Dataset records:
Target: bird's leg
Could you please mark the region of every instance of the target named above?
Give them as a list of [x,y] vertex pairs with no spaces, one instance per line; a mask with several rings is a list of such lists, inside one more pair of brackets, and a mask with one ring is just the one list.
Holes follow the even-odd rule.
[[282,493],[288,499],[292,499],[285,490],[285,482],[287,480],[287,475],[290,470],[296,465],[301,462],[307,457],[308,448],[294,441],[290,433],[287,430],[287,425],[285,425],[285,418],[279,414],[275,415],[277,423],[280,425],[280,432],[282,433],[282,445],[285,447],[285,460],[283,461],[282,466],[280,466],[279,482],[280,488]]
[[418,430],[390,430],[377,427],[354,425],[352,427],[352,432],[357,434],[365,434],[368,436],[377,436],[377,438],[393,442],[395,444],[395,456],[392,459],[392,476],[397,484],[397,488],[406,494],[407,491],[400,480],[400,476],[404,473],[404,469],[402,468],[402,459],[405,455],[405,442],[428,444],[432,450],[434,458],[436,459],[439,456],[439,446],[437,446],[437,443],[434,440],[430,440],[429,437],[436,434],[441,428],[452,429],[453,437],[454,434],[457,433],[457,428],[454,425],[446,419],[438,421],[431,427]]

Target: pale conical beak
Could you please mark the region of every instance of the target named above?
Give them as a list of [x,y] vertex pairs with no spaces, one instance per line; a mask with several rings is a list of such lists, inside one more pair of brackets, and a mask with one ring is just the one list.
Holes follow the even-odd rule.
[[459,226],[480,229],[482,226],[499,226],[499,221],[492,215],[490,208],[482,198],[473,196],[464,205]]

Do this:
Rescale the records beginning with the line containing "Target: pale conical beak" and continuing through the end of the records, rewriting only those lines, requests included. Multiply every vertex coordinate in the answer outlines by 2 and round to whole numbers, with halves rounded up.

Written solution:
Target: pale conical beak
Could you please mark the region of every instance of the target named above?
Give them as a list of [x,y] vertex pairs with no spaces, one instance per line; a mask with several rings is a list of such lists, inside one more pair of brackets, and a mask with one ring is just the one list.
Holes follow the even-odd rule.
[[918,452],[960,458],[964,452],[998,452],[998,442],[984,430],[980,416],[964,396],[946,392],[928,410]]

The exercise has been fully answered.